## Exercise data
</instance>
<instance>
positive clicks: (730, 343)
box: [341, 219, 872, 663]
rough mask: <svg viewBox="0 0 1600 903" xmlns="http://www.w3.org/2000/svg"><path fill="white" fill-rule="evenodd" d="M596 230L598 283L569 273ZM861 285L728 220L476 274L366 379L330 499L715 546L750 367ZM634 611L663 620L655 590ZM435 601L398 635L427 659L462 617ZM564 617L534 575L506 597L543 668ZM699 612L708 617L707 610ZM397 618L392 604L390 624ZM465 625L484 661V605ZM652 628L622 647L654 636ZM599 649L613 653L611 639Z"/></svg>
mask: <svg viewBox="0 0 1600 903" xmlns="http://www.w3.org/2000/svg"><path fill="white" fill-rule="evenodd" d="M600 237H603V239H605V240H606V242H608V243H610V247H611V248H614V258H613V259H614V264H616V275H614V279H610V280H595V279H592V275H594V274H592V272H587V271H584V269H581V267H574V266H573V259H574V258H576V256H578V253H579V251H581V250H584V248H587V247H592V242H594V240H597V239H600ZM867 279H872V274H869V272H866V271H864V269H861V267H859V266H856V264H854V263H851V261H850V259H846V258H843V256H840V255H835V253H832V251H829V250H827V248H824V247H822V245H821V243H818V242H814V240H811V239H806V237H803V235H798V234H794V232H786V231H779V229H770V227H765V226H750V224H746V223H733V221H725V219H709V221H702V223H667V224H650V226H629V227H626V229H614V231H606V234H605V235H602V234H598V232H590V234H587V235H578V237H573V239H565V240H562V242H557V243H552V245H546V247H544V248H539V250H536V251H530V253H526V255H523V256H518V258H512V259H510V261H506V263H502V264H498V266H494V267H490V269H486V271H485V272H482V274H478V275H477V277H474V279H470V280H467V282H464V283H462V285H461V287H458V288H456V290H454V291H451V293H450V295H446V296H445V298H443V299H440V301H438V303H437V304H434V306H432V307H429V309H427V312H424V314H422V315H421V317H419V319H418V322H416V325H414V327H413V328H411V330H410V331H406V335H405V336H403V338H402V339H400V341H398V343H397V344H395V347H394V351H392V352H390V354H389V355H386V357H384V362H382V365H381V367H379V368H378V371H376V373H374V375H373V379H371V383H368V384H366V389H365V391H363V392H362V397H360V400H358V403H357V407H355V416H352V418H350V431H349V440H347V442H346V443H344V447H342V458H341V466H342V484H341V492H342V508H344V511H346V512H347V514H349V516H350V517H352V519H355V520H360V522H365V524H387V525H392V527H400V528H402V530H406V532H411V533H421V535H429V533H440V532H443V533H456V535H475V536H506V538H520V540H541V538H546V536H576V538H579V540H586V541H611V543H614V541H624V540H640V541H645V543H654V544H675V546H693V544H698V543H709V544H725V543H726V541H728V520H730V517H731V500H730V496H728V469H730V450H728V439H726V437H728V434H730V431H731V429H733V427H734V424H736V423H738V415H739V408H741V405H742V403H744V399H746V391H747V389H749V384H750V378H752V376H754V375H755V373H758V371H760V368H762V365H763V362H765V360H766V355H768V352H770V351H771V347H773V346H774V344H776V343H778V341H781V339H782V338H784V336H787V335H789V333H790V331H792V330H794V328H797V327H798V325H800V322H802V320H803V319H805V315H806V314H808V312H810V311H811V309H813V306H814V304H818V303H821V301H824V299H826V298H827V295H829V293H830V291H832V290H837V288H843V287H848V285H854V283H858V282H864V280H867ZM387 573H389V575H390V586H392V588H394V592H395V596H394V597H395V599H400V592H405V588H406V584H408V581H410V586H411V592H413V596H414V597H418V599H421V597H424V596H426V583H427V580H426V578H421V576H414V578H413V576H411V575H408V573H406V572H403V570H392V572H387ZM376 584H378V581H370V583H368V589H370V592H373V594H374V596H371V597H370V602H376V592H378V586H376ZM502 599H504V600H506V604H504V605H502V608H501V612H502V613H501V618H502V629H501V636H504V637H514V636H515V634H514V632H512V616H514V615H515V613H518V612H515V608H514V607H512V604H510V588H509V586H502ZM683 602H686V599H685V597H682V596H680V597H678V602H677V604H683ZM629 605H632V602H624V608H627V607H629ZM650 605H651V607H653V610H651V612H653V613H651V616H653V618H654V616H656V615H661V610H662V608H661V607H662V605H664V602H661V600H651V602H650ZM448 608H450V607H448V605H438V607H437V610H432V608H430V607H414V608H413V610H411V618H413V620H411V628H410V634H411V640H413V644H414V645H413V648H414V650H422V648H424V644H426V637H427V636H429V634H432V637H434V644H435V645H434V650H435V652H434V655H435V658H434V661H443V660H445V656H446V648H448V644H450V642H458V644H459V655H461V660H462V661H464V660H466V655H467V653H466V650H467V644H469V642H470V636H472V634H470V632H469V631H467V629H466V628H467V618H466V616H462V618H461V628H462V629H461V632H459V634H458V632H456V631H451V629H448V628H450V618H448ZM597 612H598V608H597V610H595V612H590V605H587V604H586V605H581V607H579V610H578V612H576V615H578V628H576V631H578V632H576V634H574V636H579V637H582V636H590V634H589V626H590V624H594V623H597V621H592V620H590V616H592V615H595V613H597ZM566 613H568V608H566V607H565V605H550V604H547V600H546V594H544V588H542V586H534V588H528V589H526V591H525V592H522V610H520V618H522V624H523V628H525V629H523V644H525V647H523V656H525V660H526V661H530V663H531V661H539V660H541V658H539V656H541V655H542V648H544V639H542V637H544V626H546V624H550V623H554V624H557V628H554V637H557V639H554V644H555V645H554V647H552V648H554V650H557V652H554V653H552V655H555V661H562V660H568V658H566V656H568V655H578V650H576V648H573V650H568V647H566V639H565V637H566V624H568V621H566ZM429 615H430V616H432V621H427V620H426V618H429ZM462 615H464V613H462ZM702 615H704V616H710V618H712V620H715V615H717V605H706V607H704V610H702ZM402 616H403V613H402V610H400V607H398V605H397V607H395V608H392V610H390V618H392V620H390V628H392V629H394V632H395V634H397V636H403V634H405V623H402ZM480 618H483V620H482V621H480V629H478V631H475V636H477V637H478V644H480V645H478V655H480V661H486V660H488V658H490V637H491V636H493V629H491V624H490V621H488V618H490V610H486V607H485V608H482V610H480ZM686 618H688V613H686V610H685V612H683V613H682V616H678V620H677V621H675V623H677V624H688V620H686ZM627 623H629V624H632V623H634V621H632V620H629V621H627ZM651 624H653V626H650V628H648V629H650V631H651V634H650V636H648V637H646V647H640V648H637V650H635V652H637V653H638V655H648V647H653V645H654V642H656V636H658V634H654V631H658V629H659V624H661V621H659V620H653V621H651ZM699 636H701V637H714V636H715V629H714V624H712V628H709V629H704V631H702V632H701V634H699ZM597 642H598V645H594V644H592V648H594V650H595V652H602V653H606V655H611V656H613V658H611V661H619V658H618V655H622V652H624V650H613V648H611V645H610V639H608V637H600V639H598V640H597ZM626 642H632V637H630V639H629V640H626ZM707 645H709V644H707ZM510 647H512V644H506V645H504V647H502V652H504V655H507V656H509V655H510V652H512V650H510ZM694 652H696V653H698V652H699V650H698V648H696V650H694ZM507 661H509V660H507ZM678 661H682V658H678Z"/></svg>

## Aim of the exercise
The data above must be restated word for word.

## Solution for this problem
</instance>
<instance>
positive clicks: (730, 343)
box: [341, 219, 872, 663]
rough mask: <svg viewBox="0 0 1600 903" xmlns="http://www.w3.org/2000/svg"><path fill="white" fill-rule="evenodd" d="M596 230L598 283L569 273ZM861 285L728 220L476 274L366 379L330 499L715 546L750 367ZM634 611L663 620L655 590ZM435 601L398 635L427 659L462 617ZM564 617L534 575L506 597L543 668ZM699 612L708 617L707 610ZM397 618L392 604L390 624ZM465 625L484 661V605ZM652 628L622 647L654 636ZM599 649L613 653L611 639Z"/></svg>
mask: <svg viewBox="0 0 1600 903" xmlns="http://www.w3.org/2000/svg"><path fill="white" fill-rule="evenodd" d="M600 237H603V239H605V240H606V242H608V243H610V247H611V248H614V258H613V259H614V264H616V275H614V279H610V280H595V279H592V275H594V274H592V272H587V271H584V269H581V267H574V266H573V259H574V258H576V256H578V253H579V251H581V250H584V248H587V247H592V242H594V240H597V239H600ZM867 279H872V274H869V272H866V271H864V269H861V267H859V266H856V264H854V263H851V261H850V259H846V258H843V256H840V255H835V253H832V251H829V250H827V248H824V247H822V245H821V243H818V242H814V240H811V239H806V237H803V235H798V234H794V232H786V231H779V229H770V227H765V226H750V224H746V223H733V221H725V219H709V221H702V223H667V224H650V226H629V227H626V229H614V231H606V234H605V235H602V234H598V232H590V234H587V235H578V237H573V239H565V240H562V242H557V243H552V245H546V247H544V248H539V250H536V251H530V253H526V255H523V256H518V258H512V259H510V261H506V263H502V264H498V266H494V267H490V269H486V271H485V272H482V274H478V275H477V277H474V279H470V280H467V282H464V283H462V285H461V287H458V288H456V290H454V291H451V293H450V295H446V296H445V298H443V299H440V301H438V303H437V304H434V306H432V307H429V309H427V312H424V314H422V315H421V317H419V319H418V322H416V325H414V327H413V328H411V330H410V331H406V335H405V336H403V338H402V339H400V341H398V343H397V344H395V347H394V351H392V352H390V354H389V355H386V357H384V362H382V365H381V367H379V368H378V371H376V373H374V375H373V379H371V383H368V384H366V389H365V391H363V392H362V397H360V400H358V403H357V407H355V416H352V418H350V431H349V440H347V442H346V443H344V447H342V458H341V466H342V484H341V492H342V508H344V511H346V512H347V514H349V516H350V517H352V519H355V520H360V522H365V524H387V525H392V527H400V528H402V530H406V532H411V533H421V535H429V533H440V532H443V533H456V535H475V536H506V538H520V540H541V538H546V536H576V538H579V540H586V541H611V543H614V541H624V540H640V541H645V543H654V544H675V546H693V544H698V543H709V544H725V543H726V541H728V520H730V517H731V500H730V496H728V469H730V450H728V439H726V437H728V434H730V431H731V429H733V427H734V424H736V423H738V415H739V408H741V405H742V403H744V399H746V391H747V389H749V384H750V378H752V376H754V375H755V373H758V371H760V368H762V365H763V362H765V360H766V355H768V352H770V351H771V347H773V346H774V344H776V343H778V341H781V339H782V338H784V336H787V335H789V333H790V331H792V330H794V328H797V327H798V325H800V322H802V320H803V319H805V315H806V314H808V312H810V311H811V309H813V306H814V304H818V303H821V301H824V299H826V298H827V295H829V293H830V291H832V290H837V288H843V287H848V285H854V283H858V282H864V280H867ZM387 573H389V575H390V586H392V588H394V592H395V596H394V597H395V599H400V592H405V588H406V584H408V581H410V586H411V592H413V596H414V597H418V599H421V597H424V596H426V583H427V580H426V578H421V576H414V578H413V576H411V575H408V573H406V572H403V570H392V572H387ZM376 584H378V581H370V583H368V589H370V592H373V594H374V596H371V597H370V602H376V592H378V586H376ZM502 599H504V600H506V604H504V605H502V608H501V612H502V613H501V618H502V629H501V636H504V637H514V636H515V634H514V632H512V616H514V615H515V613H518V612H515V608H514V607H512V604H510V588H509V586H502ZM683 602H686V599H685V597H682V596H680V597H678V602H677V604H683ZM629 605H632V602H624V608H627V607H629ZM650 605H651V607H653V610H651V612H653V613H651V616H653V618H654V616H656V615H661V610H662V608H661V607H662V605H664V602H661V600H651V602H650ZM448 608H450V607H448V605H438V607H437V610H432V608H430V607H414V608H413V610H411V618H413V620H411V628H410V634H411V640H413V644H414V645H413V648H414V650H422V648H424V644H426V637H427V636H429V634H432V637H434V644H435V645H434V650H435V652H434V655H435V658H434V661H443V660H445V656H446V648H448V644H450V642H458V644H459V655H461V660H462V661H464V660H466V655H467V653H466V650H467V644H469V642H470V636H472V634H470V632H469V631H467V629H466V628H467V618H466V616H462V618H461V628H462V629H461V632H459V634H458V632H456V631H451V629H448V628H450V618H448ZM597 612H598V608H597V610H595V612H590V605H587V604H586V605H581V607H579V610H578V612H576V615H578V628H576V631H578V632H576V634H574V636H579V637H582V636H590V634H589V626H590V624H594V623H597V621H592V620H590V616H592V615H595V613H597ZM566 613H568V608H566V607H565V605H550V604H547V600H546V594H544V588H542V586H534V588H528V589H526V591H525V592H522V610H520V618H522V624H523V628H525V629H523V644H525V647H523V656H525V660H526V661H530V663H531V661H539V660H541V658H539V656H541V655H542V648H544V639H542V637H544V626H546V624H550V623H554V624H557V628H554V637H557V639H554V644H555V645H554V647H552V648H554V650H557V652H554V653H552V655H555V661H562V660H568V658H566V656H568V655H578V650H576V648H573V650H568V647H566V639H565V637H566V624H568V621H566ZM429 615H430V616H432V621H427V620H426V618H429ZM462 615H464V613H462ZM702 615H704V616H710V618H712V620H715V615H717V605H706V607H704V610H702ZM402 616H403V613H402V610H400V607H398V605H397V607H395V608H392V610H390V618H392V620H390V628H392V629H394V632H395V634H397V636H403V634H405V623H402ZM480 618H483V620H482V621H480V629H478V631H475V636H477V637H478V644H480V645H478V655H480V661H486V660H488V658H490V637H491V636H493V629H491V624H490V621H488V618H490V610H486V607H485V608H482V610H480ZM686 618H688V613H686V610H685V612H683V613H682V616H678V620H677V621H675V623H677V624H688V620H686ZM627 623H629V624H632V623H634V621H632V620H629V621H627ZM651 624H653V626H650V628H648V629H650V631H651V634H650V636H648V637H646V647H640V648H637V650H635V652H637V653H638V655H648V647H653V645H654V642H656V636H658V634H654V631H658V629H659V624H661V621H659V620H653V621H651ZM699 636H701V637H714V636H715V629H714V624H712V628H709V629H704V631H702V632H701V634H699ZM597 642H598V645H594V644H592V648H594V650H595V652H602V653H606V655H611V656H613V658H611V661H619V658H618V655H622V652H624V650H613V648H611V645H610V639H608V637H600V639H598V640H597ZM626 642H632V637H630V639H629V640H626ZM707 645H709V644H707ZM510 647H512V644H506V645H504V647H502V652H504V655H507V656H509V655H510V652H512V650H510ZM694 652H696V653H698V652H699V650H698V648H696V650H694ZM507 661H509V660H507ZM678 661H682V658H678Z"/></svg>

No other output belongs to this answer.